• Kutipan Teks:
▼

2. Firman Allah.
وَلْيَضْرِبْنَ بِخُمُرِهِنَّ عَلَى جُيُوبِهِنَّ
Dan hendaklah mereka menutupkan kain kudung ke dada (dan leher) mereka. [An Nur : 31]
Ibnu Hazm rahimahullah berkata, “Allah Ta’ala memerintahkan para wanita menutupkan khimar (kerudung) pada belahan-belahan baju (dada dan lehernya), maka ini merupakan nash menutupi aurat, leher dan dada. Dalam firman Allah ini juga terdapat nash bolehnya membuka wajah, tidak mungkin selain itu.” [3]
Karena memang makna khimar (kerudung) adalah penutup kepala. Demikian diterangkan oleh para ulama, seperti tersebut dalam An Nihayah karya Imam Ibnul Atsir, tafsir Al Qur’anil ‘Azhim karya Al Hafizh Ibnu Katsir, tafsir Fathul Qadir karya Asy Syaukani, dan lainnya. [4]
3]. Al Muhalla III/216-217, Lihat Jilbab Al Mar’atil Muslimah, hal. 73
[4]. Lihat Jilbab Al Mar’atil Muslimah, hal. 72-73
Ibnu Hazem berkata:
المحلى [مشكول و بالحواشي] - (ج 2 / ص 345)
فَأَمَرَهُنَّ اللَّهُ تَعَالَى بِالضَّرْبِ بِالْخِمَارِ عَلَى الْجُيُوبِ، وَهَذَا نَصٌّ عَلَى سَتْرِ الْعَوْرَةِ، وَالْعُنُقِ، وَالصَّدْرِ. وَفِيهِ نَصٌّ عَلَى إبَاحَةِ كَشْفِ الْوَجْهِ؛ لا يُمْكِنُ غَيْرُ ذَلِكَ أَصْلا،
Allah taala memerintahkan kepada mereka untuk menurunkan ke rudung ke belahan baju. Ini adalahj teks ayat untuk menutupi aurat, leher dan dada. Dan ini redaksi ayat yang membolehkan membuka wajah. Tidak boleh di artikan selain itu. Al Muhalla 345/2.

▲

• Tugas:
Dalam teks tentang khimar, apa makna khimar (kerudung) menurut keterangan para ulama? Entri-entri ini merupakan bahan tersendiri yang terpisah dari teks tersebut.

• Kutipan Entri:
▼

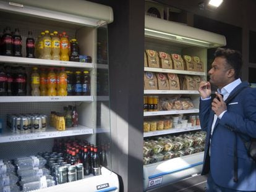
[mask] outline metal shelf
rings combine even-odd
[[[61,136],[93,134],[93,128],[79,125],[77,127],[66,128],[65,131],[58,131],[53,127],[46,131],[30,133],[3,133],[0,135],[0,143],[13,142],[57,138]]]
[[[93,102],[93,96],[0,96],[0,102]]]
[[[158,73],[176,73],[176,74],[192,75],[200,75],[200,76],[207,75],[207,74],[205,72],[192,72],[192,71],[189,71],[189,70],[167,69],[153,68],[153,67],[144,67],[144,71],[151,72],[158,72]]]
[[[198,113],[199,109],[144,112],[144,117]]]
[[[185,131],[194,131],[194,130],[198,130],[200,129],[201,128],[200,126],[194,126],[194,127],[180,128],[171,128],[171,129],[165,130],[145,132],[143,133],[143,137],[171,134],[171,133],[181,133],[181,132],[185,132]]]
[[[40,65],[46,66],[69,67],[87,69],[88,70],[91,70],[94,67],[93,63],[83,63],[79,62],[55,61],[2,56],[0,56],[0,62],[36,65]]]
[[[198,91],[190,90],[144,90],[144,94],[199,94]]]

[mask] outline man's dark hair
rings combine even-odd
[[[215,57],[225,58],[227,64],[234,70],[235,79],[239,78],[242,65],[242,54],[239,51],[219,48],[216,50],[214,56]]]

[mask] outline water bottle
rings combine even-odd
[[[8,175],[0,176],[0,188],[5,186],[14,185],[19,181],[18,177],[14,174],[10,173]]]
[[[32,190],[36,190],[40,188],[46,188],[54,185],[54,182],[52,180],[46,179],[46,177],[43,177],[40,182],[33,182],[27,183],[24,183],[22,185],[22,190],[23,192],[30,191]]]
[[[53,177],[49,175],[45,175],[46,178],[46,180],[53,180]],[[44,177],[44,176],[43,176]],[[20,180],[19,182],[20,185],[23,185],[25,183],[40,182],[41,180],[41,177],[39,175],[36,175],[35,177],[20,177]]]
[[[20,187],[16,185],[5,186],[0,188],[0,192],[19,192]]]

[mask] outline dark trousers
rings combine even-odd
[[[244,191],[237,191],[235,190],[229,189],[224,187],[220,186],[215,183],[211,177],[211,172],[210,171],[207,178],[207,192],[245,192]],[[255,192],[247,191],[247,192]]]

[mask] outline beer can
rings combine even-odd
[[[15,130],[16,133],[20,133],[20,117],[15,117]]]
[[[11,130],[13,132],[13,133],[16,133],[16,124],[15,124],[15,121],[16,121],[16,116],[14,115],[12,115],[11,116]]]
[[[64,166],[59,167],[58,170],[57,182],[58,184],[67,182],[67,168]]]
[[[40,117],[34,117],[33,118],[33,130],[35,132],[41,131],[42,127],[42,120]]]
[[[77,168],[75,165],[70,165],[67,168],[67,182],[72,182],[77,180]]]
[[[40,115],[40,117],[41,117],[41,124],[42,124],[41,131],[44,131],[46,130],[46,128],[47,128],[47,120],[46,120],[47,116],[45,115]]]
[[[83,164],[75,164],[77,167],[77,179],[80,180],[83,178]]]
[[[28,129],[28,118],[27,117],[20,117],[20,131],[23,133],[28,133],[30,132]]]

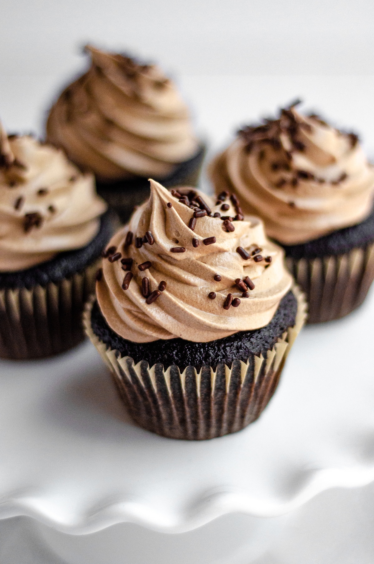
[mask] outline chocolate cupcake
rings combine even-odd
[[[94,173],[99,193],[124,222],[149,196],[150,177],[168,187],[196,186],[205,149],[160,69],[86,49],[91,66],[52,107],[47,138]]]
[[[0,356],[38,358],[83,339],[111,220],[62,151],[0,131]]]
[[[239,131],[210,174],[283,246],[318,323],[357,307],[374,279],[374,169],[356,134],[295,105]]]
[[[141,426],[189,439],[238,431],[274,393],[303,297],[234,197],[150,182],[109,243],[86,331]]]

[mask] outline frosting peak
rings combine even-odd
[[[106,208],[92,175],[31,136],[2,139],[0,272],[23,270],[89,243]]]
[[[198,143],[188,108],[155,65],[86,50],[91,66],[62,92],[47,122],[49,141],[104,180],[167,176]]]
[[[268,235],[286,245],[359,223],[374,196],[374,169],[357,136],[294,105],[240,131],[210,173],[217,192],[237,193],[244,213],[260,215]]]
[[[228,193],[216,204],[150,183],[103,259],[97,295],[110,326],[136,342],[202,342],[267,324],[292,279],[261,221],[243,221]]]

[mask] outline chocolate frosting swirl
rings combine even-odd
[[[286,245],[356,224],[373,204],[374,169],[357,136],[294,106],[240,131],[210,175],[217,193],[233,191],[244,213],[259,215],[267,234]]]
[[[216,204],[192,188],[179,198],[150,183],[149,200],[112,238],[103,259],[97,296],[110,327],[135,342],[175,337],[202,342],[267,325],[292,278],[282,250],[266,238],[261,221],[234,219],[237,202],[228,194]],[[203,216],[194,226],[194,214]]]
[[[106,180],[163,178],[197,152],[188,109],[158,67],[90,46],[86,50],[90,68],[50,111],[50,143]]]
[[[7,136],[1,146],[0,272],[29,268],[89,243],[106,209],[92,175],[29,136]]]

▲

• Jawaban:
Penutup kepala.